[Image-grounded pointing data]
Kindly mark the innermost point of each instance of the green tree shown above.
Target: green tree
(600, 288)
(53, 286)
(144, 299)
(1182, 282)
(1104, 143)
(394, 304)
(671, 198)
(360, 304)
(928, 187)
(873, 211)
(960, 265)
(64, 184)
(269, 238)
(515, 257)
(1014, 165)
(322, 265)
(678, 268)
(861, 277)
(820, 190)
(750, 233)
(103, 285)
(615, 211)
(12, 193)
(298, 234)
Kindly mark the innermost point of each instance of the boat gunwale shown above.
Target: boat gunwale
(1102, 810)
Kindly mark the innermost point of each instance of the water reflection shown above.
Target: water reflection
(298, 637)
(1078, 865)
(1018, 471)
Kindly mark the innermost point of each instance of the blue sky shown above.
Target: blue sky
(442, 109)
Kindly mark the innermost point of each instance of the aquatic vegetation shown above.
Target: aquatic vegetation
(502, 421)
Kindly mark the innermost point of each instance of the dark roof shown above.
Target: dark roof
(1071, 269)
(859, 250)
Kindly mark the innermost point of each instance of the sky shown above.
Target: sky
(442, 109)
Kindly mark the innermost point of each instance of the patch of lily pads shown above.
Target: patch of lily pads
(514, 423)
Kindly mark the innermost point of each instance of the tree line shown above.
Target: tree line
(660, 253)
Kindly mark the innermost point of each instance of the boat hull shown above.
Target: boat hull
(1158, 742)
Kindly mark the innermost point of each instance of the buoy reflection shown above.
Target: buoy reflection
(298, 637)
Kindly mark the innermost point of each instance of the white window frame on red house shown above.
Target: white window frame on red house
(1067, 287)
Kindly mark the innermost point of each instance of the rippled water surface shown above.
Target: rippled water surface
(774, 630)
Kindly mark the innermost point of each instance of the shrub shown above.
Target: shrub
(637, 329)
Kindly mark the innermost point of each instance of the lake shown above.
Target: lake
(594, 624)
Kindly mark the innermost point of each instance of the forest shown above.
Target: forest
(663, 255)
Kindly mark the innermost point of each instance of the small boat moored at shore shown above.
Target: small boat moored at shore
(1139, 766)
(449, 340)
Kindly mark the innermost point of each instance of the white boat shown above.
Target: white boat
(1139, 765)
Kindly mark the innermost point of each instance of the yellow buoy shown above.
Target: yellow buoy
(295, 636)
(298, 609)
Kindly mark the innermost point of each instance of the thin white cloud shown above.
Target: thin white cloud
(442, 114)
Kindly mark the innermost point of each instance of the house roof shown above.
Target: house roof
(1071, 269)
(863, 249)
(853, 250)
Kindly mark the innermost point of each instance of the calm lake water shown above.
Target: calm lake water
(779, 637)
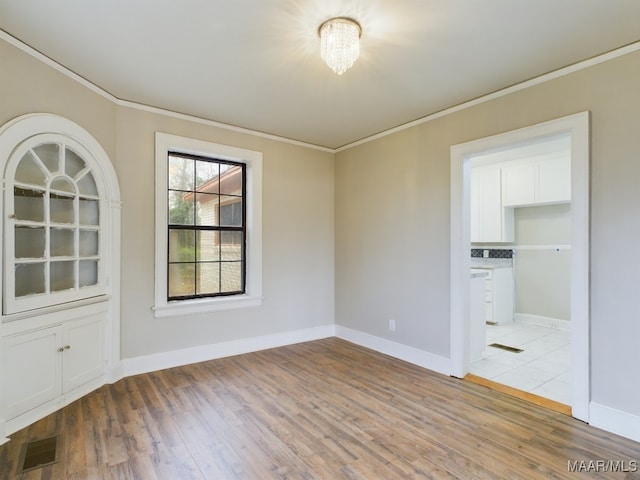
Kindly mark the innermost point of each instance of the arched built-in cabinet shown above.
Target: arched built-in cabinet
(59, 334)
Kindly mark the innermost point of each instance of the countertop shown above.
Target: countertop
(479, 262)
(479, 274)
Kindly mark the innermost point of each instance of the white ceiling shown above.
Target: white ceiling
(255, 63)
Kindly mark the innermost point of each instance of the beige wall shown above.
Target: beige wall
(297, 212)
(391, 220)
(29, 86)
(297, 247)
(392, 261)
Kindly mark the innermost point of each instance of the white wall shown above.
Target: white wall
(542, 261)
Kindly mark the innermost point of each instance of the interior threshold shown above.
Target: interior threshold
(514, 392)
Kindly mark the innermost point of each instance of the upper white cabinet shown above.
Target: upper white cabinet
(536, 181)
(489, 221)
(499, 187)
(53, 225)
(60, 232)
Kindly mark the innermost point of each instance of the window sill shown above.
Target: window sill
(205, 305)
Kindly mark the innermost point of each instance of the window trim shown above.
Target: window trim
(252, 297)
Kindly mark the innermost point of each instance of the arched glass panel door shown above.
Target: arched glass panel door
(53, 229)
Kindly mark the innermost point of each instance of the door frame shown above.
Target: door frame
(577, 126)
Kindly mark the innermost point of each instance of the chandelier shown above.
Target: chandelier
(340, 43)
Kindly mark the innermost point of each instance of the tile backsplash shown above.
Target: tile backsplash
(492, 253)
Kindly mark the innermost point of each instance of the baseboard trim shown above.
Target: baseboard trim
(539, 320)
(614, 421)
(186, 356)
(397, 350)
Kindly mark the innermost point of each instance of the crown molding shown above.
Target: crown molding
(561, 72)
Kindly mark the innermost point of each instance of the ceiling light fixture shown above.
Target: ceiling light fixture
(340, 43)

> _Task objective_
All entries above are to be reproduced exactly, with no pictures.

> _Response area_
Kindly mark the innermost point of each instance of the green tree shown above.
Target: green tree
(600, 288)
(53, 286)
(144, 299)
(1182, 282)
(1104, 143)
(394, 304)
(671, 198)
(360, 304)
(928, 187)
(873, 211)
(960, 265)
(64, 184)
(269, 238)
(515, 257)
(1014, 165)
(322, 265)
(678, 268)
(861, 277)
(820, 190)
(750, 233)
(103, 285)
(615, 211)
(12, 193)
(298, 234)
Kindly mark the innermost point of each instance of the boat gunwale shown above.
Target: boat gunwale
(1102, 810)
Kindly mark the innermost point of each instance of the water reflection shown above.
Target: water reflection
(298, 637)
(1078, 865)
(1018, 471)
Kindly mark the innermost point of each instance of the blue sky shown above.
Target: blue sky
(442, 109)
Kindly mark the innermost point of each instance of the aquatic vegetation shown above.
Target: aquatic vegetation
(502, 421)
Kindly mark the innermost point of each instance of the dark roof shown above.
Target: dark roof
(1071, 269)
(859, 250)
Kindly mark the innermost point of each instance of the sky shown above.
Target: sky
(442, 109)
Kindly mark the innermost point of each instance of the patch of lily pads shown above.
Target: patch of lily pads
(514, 423)
Kindly mark the innermost point of each instance of the tree line shown above.
Target: tree line
(660, 253)
Kindly mark the innermost point of each instance of the boat hull shown above.
Target: boat hull
(1158, 742)
Kindly mark the innermost point of each instance of the buoy reflection shown above.
Target: buoy reflection
(298, 637)
Kindly mark the innermost point of each instance of the white window frame on red house shown above.
Target: white window frame on red house
(1067, 287)
Kindly mark the innermost point of each instance of the rippled water surface shown above.
Target: rippled water surface
(774, 630)
Kindly mark the innermost point of each instance of the shrub shown above.
Target: shrub
(637, 329)
Kindly mark the innermost point of each instance of the lake shown above.
Target: lake
(594, 624)
Kindly mark the innermost point of each instance of the forest shown above.
Target: forest
(663, 255)
Kindly mark the innermost point of each instance of the small boat moored at shore shown above.
Target: small boat moored at shore
(1139, 766)
(449, 340)
Kindly mark the innermost point of each instance of the white boat shown above.
Target: white boat
(1139, 765)
Kindly mark the innermost point of each instance of the yellow buoy shown above.
Target: yellow buoy
(295, 636)
(298, 609)
Kindly mark the innermost point of each instance of the thin white cloud shown above.
Target: thin white cloud
(442, 114)
Kindly mark the innermost point of each instance of the house roof shown above.
Target: house roof
(1071, 269)
(863, 249)
(853, 250)
Kindly mark the innermost point of each instance of the calm lake water shown above.
Target: calm lake water
(779, 637)
Kindly mark the innermost point of each instance of the arched built-in cabinet shown above.
Target: arched built-in cabinet
(59, 334)
Kindly mark the innermost point of each instance of the countertop shown above.
Target: countertop
(479, 262)
(479, 274)
Kindly mark the innermost point of each instance of the white ceiling shown above.
Target: white ceiling
(255, 63)
Kindly mark the innermost point of each instance of the beige wall shown above.
Target: beige wall
(297, 212)
(391, 220)
(29, 86)
(297, 247)
(392, 261)
Kindly mark the innermost point of each instance of the white wall shown above.
Target: white wall
(542, 261)
Kindly mark the innermost point of each instance of the interior threshold shown above.
Target: interior threshold
(514, 392)
Kindly mark the innermost point of each instance of the upper white cabinet shown above.
Target: upper white cabinet
(536, 181)
(489, 221)
(499, 187)
(53, 225)
(60, 232)
Kindly mark the innermost point of each instance of the window sill shown above.
Target: window sill
(205, 305)
Kindly mark the innermost point of each instance of the window trim shown above.
Target: window trim
(252, 297)
Kindly mark the innermost point of each instance of the arched glass panel door shown above.
Target: arched glass panel door
(53, 229)
Kindly mark the innermost point of each instance of the door frame shown above.
Target: door frame
(577, 126)
Kindly mark the innermost point of each instance of the chandelier shown above.
Target: chandelier
(340, 43)
Kindly mark the innermost point of each instance of the tile backsplash shown above.
Target: tile backsplash
(492, 253)
Kindly mark the innermost point of each instance of the baseboard trim shown above.
Target: baseboard trim
(539, 320)
(614, 421)
(186, 356)
(397, 350)
Kindly mark the innermost point of each instance of the crown molding shown above.
Target: crown molding
(561, 72)
Kindly mark the innermost point of each instance of the ceiling light fixture shown above.
Target: ceiling light fixture
(340, 43)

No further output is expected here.